### AVAILABLE DATA
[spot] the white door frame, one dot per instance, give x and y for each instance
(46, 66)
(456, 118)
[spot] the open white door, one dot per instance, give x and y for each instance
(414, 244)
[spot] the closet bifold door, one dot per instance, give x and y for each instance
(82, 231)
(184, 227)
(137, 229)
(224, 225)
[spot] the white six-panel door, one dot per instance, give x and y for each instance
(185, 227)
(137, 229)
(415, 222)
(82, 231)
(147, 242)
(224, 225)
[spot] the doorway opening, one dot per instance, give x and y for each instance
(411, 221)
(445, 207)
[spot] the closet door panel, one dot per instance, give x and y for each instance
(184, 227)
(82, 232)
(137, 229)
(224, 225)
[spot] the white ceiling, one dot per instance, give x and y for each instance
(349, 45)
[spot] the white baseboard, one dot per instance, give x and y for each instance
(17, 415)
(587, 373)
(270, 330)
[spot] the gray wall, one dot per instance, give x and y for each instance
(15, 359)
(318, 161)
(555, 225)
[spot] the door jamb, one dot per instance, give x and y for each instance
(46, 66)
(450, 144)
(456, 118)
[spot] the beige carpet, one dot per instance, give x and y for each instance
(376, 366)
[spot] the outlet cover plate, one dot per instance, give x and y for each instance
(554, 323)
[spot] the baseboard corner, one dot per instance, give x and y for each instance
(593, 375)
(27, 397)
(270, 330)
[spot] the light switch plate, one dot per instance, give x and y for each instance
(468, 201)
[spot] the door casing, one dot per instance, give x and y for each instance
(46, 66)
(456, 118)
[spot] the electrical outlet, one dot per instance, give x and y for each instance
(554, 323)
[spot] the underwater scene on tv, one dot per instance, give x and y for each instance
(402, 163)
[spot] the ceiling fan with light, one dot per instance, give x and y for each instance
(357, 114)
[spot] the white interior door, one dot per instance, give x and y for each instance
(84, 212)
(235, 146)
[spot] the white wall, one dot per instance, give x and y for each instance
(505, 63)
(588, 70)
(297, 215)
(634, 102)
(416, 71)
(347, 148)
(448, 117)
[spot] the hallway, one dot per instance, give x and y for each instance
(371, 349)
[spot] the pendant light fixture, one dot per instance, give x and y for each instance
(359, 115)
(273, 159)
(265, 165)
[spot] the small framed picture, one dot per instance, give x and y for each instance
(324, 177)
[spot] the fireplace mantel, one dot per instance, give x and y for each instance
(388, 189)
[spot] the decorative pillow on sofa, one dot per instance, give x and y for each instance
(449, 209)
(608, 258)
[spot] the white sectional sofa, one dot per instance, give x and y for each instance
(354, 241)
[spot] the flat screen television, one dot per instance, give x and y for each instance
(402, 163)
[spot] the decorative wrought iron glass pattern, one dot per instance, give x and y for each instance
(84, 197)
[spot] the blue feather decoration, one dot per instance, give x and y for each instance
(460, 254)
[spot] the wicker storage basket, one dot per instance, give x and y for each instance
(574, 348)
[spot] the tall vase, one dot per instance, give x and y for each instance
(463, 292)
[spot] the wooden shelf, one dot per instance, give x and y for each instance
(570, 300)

### DIRECTIONS FOR THIS TASK
Reproduce each of the items above word for word, keeping them in the same order.

### ANSWER TO THE EXERCISE
[spot] the white door frame, one dot per instance, give x and y for each instance
(46, 66)
(456, 118)
[spot] the open white door, one dot per instance, give x and y for each instance
(414, 244)
[spot] the closet bifold door, one dot per instance, give x and y for each instance
(82, 231)
(184, 227)
(137, 229)
(224, 225)
[spot] the white six-panel door, one dot per instance, give x and y for each instance
(185, 227)
(137, 229)
(415, 222)
(82, 231)
(147, 242)
(224, 225)
[spot] the doorway opening, one dot per instance, give x and y for each instance
(411, 221)
(445, 207)
[spot] the closet door panel, one dot per instance, give x and y for each instance
(184, 227)
(82, 232)
(137, 229)
(224, 225)
[spot] the white ceiling, one dot per instance, give x and y for each instance
(349, 45)
[spot] the white baseboard, one dot per instance, give x and y for each instance
(17, 415)
(587, 373)
(270, 330)
[spot] the gray wall, one dot per instance, give x and y for each instance
(15, 359)
(318, 161)
(555, 225)
[spot] the door jamb, one dot per instance, give x and y for each instance
(46, 66)
(450, 144)
(456, 118)
[spot] the beige carpet, one dot per instance, give x and y for each instance
(376, 366)
[spot] the outlet cover plate, one dot per instance, give x and y for each instance
(554, 323)
[spot] the baseboard corner, one dot per instance, give x and y for each instance
(593, 375)
(27, 397)
(270, 330)
[spot] the light switch plate, one dot per instance, give x and y for each instance
(468, 201)
[spot] the door casing, one dot per instance, give x and y for each instance
(46, 66)
(456, 118)
[spot] the electrical outlet, one dot per instance, give x and y for each instance
(554, 323)
[spot] the underwater scene on tv, one dot per instance, give x and y for each instance
(402, 163)
[spot] the ceiling fan with light, one dot per instance, give x and y for each instance
(357, 114)
[spot] the white interior door, one dot per instance, give x and y for each instance
(84, 212)
(235, 146)
[spot] the white wall, one dot per instance, give x and y for each instance
(505, 63)
(588, 70)
(297, 215)
(634, 102)
(416, 71)
(347, 148)
(448, 117)
[spot] the hallway, one dot per instance, give x and y for each instance
(371, 349)
[spot] the pendant light fixture, one dot per instance, give x and y for each instance
(359, 115)
(273, 159)
(265, 165)
[spot] the small framed picture, one dot per instance, give x and y for each instance
(324, 177)
[spot] the fireplace mantel, one dot per instance, give x and y for each instance
(388, 189)
[spot] the decorative pillow on sofa, one dot per instance, give x and y for each instance
(449, 209)
(608, 258)
[spot] the white sectional sofa, one dot per instance, give x and y for each instance
(354, 241)
[spot] the flat screen television, one dot per instance, give x and y for each instance
(402, 163)
[spot] the decorative wrought iron glass pattern, one dot per instance, give x and y for each instance
(84, 197)
[spot] the blue feather decoration, one dot per instance, give x and y for each instance
(460, 254)
[spot] the wicker storage basket, one dot per instance, give x and y for each instance
(574, 348)
[spot] the tall vase, one dot per instance, give x and y for each instance
(463, 292)
[spot] the wooden shelf, one dot per instance, give x and y for each instance
(570, 300)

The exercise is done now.